That the newly modernised Mandela Hall, a superb venue with faultless acoustics, wasn’t at capacity perhaps says more about the struggles of the Belfast guitar music scene than Van Etten.
Unlike some artists who prefer trotting out a litany of old material, Van Etten showcased her latest album, her seventh, and her first with her band the Attachment Theory, in all its glory.
It dominated the front end of the gig and sounded better than on the record itself and a crowd clearly dominated by Van Etten loyalists gave the songs a rapturous welcome.
Of course, there was still time for a sprinkling of the best tunes from Remind Me Tomorrow, the album where she left behind the acoustics and slow pace of her earlier work, with a fuller, more electric sound and songs you can dance and sway to.

◆ **What is expected**: Carry on the Van Etten concert review from the point after its last sentence. The entries have no connection to the concert review.

◆ **Stored data**:
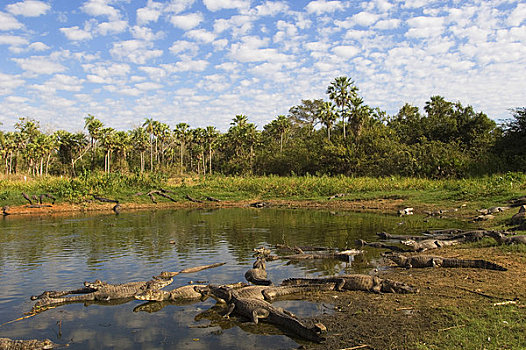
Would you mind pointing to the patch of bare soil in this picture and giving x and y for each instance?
(92, 206)
(399, 321)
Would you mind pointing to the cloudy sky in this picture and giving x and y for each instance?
(204, 61)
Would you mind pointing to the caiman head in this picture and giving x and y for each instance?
(152, 295)
(260, 264)
(219, 293)
(390, 286)
(97, 284)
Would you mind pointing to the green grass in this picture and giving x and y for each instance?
(482, 327)
(480, 192)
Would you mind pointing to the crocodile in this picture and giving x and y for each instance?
(471, 236)
(359, 282)
(182, 293)
(255, 309)
(270, 293)
(429, 244)
(100, 291)
(503, 239)
(31, 344)
(258, 273)
(421, 261)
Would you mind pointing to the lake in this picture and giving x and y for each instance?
(60, 253)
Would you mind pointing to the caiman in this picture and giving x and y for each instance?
(421, 261)
(182, 293)
(503, 239)
(258, 273)
(429, 244)
(255, 309)
(270, 293)
(361, 282)
(32, 344)
(100, 291)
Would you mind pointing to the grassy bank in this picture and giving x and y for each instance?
(481, 192)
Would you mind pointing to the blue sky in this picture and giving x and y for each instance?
(204, 61)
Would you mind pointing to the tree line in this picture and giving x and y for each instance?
(340, 135)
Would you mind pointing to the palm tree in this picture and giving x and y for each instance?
(94, 127)
(149, 124)
(327, 116)
(279, 126)
(342, 90)
(182, 135)
(139, 139)
(108, 140)
(211, 135)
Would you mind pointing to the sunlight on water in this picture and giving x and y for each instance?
(50, 253)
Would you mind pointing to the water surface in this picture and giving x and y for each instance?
(60, 253)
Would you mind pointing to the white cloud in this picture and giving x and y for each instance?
(216, 5)
(148, 86)
(186, 22)
(13, 40)
(187, 65)
(76, 34)
(100, 8)
(28, 8)
(424, 26)
(39, 65)
(365, 19)
(146, 33)
(38, 46)
(250, 51)
(387, 24)
(155, 73)
(135, 51)
(321, 6)
(112, 27)
(178, 6)
(150, 13)
(9, 82)
(346, 51)
(8, 22)
(518, 15)
(106, 72)
(184, 46)
(201, 35)
(271, 8)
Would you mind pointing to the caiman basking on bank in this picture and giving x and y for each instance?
(504, 239)
(255, 309)
(182, 293)
(421, 261)
(32, 344)
(359, 282)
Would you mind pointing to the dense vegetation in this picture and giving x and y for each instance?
(340, 136)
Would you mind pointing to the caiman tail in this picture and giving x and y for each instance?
(478, 263)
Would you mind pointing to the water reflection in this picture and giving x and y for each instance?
(53, 253)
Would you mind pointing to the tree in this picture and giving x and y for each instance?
(149, 125)
(139, 139)
(279, 127)
(94, 127)
(211, 135)
(342, 91)
(183, 136)
(327, 117)
(71, 147)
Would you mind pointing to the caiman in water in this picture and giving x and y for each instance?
(100, 291)
(255, 309)
(258, 273)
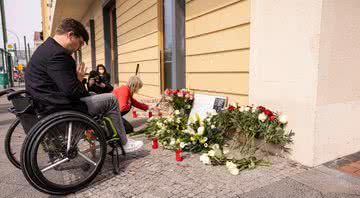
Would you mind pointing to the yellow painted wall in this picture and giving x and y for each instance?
(217, 47)
(138, 43)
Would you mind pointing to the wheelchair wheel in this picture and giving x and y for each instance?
(14, 139)
(63, 153)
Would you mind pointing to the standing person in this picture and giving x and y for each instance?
(125, 95)
(103, 73)
(55, 82)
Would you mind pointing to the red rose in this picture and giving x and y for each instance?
(272, 118)
(231, 108)
(261, 108)
(268, 112)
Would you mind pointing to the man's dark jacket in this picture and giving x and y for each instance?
(51, 78)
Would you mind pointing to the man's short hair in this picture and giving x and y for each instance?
(72, 25)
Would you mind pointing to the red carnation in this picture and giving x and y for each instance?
(261, 108)
(268, 112)
(231, 108)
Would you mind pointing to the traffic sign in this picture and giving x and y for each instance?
(20, 67)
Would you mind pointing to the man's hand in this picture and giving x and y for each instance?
(80, 71)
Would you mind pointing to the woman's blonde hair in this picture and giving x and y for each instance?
(134, 83)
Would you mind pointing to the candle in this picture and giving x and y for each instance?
(178, 155)
(155, 144)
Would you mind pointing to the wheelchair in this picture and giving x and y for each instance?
(62, 151)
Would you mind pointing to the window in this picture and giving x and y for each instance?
(174, 44)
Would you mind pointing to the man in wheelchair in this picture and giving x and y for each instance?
(55, 82)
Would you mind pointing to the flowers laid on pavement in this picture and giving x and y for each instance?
(242, 124)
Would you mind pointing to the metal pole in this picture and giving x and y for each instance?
(16, 57)
(29, 51)
(3, 23)
(25, 50)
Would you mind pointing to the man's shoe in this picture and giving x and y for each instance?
(132, 145)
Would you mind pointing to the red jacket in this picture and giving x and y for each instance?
(125, 99)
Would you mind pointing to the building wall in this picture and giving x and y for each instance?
(99, 33)
(338, 101)
(217, 47)
(45, 19)
(284, 62)
(138, 43)
(94, 11)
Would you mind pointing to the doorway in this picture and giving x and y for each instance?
(110, 40)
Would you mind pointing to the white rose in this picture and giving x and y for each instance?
(172, 141)
(242, 109)
(182, 144)
(211, 153)
(283, 119)
(234, 171)
(262, 117)
(215, 146)
(204, 158)
(201, 130)
(230, 165)
(253, 110)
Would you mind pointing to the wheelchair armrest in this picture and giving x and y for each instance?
(6, 91)
(14, 94)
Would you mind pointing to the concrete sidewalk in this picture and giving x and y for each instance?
(155, 173)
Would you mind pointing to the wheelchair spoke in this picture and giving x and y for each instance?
(55, 164)
(87, 159)
(69, 136)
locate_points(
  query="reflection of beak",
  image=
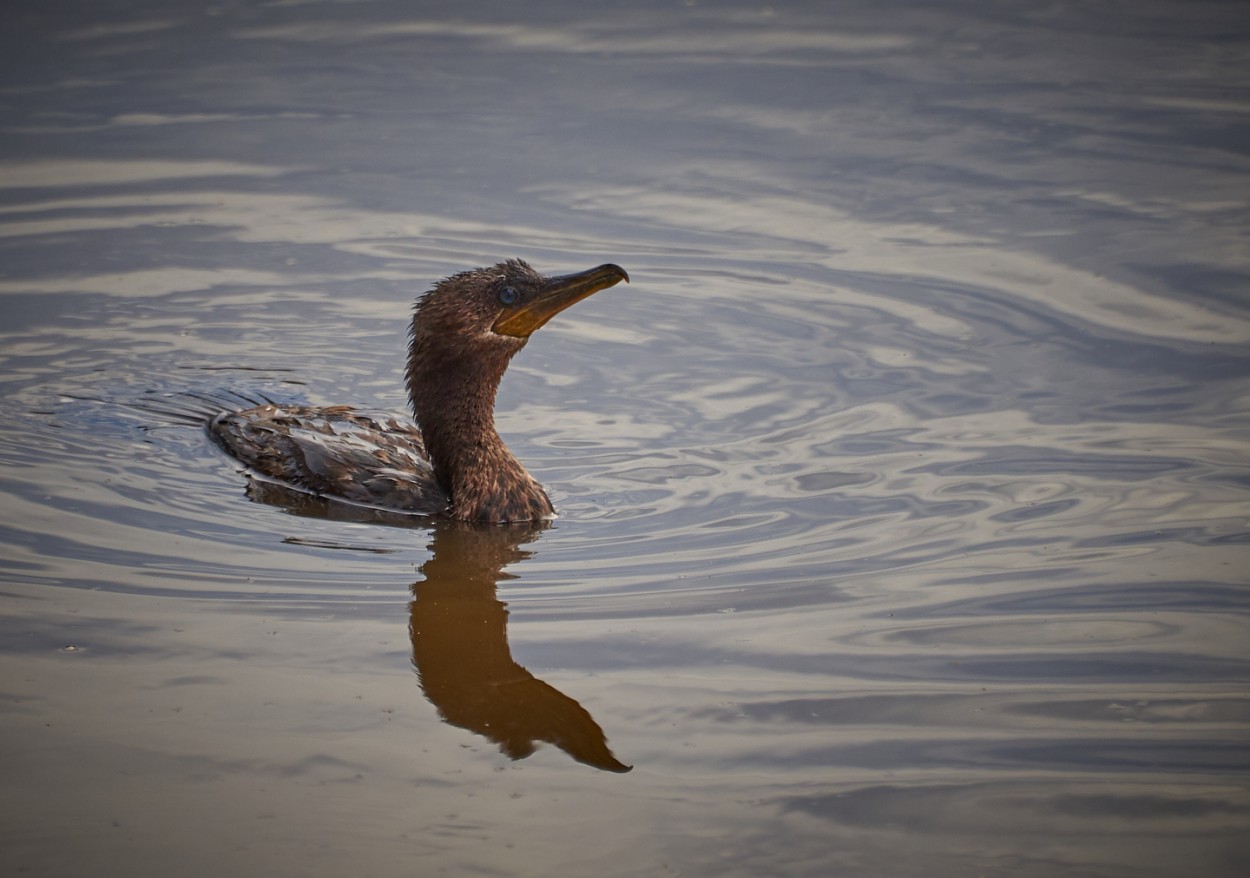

◆ **Expected answer**:
Comeback Kid , No One’s Easy to Love , Hands and the best song Van Etten has written, Seventeen , sounded as good as ever.
A blistering version of Seventeen, with Van Etten down on her knees staring imploringly into the eyes of some of those closest to the stage, was followed by the initial hushed silence of I Want You Here , which eventually breaks into a stunning crescendo. It’s the closing song on the new album and its best.
The pace slowed for the encore, dominated by Black Boys on Mopeds , and finishing with two immaculately sung old classics, Give Out and Love More . It was a spellbinding end to a magical evening.